= Directions for this task =
List each line in the records below that contains the string "logo", copying the whole line. Case counts, so uppercase and lowercase letters must match.

** BEGIN Given records **

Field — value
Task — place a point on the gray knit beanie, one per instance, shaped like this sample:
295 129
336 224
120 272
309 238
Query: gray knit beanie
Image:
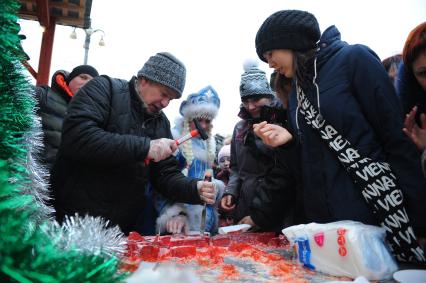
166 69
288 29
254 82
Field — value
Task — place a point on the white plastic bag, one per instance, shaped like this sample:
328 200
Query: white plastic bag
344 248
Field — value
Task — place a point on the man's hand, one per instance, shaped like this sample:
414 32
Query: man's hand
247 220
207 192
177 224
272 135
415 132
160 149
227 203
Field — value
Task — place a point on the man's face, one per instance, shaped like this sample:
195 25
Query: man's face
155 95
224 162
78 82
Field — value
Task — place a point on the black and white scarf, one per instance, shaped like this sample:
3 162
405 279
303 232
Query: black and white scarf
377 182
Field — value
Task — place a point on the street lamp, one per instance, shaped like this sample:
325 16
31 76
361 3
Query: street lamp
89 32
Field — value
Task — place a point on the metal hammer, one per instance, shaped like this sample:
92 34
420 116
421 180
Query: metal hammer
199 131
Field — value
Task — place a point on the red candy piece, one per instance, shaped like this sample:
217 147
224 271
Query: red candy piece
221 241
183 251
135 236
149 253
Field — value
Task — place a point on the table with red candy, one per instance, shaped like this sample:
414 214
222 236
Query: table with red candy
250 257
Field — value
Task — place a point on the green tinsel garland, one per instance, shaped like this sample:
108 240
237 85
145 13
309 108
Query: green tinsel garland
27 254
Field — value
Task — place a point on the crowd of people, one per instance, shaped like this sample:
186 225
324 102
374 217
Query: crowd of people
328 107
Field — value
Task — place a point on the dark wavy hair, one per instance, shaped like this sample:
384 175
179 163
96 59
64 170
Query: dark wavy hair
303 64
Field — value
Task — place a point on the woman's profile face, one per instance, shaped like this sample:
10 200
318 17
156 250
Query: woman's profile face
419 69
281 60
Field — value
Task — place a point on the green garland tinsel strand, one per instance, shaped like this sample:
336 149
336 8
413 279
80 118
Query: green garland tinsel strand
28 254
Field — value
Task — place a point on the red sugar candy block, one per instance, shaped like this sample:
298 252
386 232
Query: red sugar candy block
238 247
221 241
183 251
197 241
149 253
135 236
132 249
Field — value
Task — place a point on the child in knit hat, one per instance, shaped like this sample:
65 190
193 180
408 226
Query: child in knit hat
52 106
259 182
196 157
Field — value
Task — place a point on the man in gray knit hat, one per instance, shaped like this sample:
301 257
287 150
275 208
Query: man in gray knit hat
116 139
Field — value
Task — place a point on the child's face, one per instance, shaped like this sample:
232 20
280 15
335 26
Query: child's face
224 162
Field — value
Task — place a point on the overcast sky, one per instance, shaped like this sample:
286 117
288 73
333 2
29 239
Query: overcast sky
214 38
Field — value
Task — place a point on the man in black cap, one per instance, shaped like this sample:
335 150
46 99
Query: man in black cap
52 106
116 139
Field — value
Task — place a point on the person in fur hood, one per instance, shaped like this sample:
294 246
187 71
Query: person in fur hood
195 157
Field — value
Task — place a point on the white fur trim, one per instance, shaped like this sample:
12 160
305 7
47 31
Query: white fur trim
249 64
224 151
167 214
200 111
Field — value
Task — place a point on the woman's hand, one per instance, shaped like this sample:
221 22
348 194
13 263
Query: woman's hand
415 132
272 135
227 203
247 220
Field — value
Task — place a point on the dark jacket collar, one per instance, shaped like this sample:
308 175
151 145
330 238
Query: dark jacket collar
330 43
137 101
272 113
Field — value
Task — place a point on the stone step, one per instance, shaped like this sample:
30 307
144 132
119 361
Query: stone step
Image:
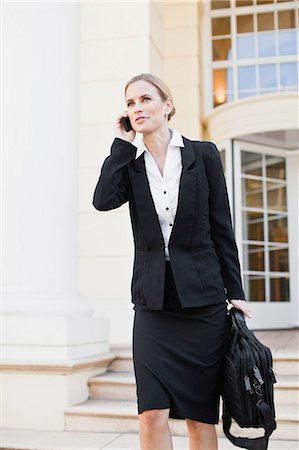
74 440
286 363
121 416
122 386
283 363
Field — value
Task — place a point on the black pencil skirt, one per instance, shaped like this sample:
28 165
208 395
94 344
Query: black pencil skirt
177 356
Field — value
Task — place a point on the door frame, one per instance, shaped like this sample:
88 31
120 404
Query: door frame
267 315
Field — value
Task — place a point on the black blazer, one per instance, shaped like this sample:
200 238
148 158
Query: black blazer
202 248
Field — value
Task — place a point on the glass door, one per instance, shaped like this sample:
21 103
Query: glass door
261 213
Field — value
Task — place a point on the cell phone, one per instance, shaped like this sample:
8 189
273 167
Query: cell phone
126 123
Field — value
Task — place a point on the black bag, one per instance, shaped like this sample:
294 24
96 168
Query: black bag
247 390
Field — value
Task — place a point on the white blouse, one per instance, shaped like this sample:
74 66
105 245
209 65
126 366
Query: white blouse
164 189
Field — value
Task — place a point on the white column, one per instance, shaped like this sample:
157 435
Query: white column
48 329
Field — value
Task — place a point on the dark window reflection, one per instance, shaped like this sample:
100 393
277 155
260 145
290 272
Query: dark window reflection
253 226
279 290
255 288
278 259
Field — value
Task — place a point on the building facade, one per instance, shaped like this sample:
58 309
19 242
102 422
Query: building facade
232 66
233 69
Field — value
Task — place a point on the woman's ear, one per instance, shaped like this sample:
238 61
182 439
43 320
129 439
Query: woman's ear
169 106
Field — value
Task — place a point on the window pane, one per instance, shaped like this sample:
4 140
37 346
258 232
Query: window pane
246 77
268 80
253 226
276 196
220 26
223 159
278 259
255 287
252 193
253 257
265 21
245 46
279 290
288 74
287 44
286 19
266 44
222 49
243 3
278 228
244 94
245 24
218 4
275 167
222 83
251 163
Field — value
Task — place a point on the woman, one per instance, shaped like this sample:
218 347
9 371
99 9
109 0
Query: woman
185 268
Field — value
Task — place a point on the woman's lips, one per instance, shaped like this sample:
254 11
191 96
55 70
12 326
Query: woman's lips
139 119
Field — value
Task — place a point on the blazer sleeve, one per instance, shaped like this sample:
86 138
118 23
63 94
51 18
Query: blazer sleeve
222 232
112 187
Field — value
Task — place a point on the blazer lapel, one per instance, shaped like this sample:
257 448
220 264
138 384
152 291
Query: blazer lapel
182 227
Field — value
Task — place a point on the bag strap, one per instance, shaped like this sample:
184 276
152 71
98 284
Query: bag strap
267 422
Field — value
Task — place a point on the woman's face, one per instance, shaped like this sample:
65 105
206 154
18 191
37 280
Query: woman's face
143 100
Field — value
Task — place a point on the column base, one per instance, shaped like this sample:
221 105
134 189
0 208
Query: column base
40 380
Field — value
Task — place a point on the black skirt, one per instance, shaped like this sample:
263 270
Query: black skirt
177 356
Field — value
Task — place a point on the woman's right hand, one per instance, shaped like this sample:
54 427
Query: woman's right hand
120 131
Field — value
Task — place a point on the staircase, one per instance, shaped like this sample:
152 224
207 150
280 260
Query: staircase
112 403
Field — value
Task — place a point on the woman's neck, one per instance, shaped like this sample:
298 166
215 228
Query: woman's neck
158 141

** END Given records **
** BEGIN Given records **

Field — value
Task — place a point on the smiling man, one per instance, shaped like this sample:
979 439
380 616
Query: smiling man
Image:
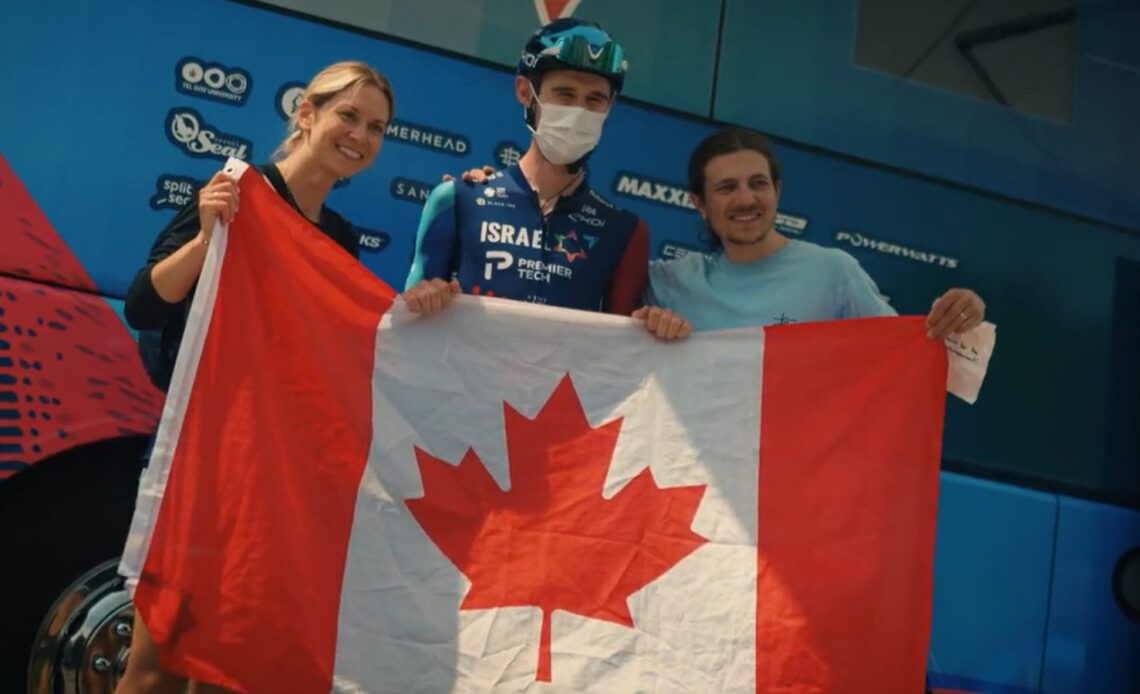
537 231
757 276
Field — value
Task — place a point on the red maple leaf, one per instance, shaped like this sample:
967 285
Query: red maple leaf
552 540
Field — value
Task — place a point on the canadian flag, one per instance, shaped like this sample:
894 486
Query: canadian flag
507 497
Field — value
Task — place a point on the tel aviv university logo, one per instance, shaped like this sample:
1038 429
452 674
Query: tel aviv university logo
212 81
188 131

** END Given records **

= Exercise solution =
Task — place a point on the tel aviv university logo, one per instance, shaped like this sample:
Query: tel aviv university logo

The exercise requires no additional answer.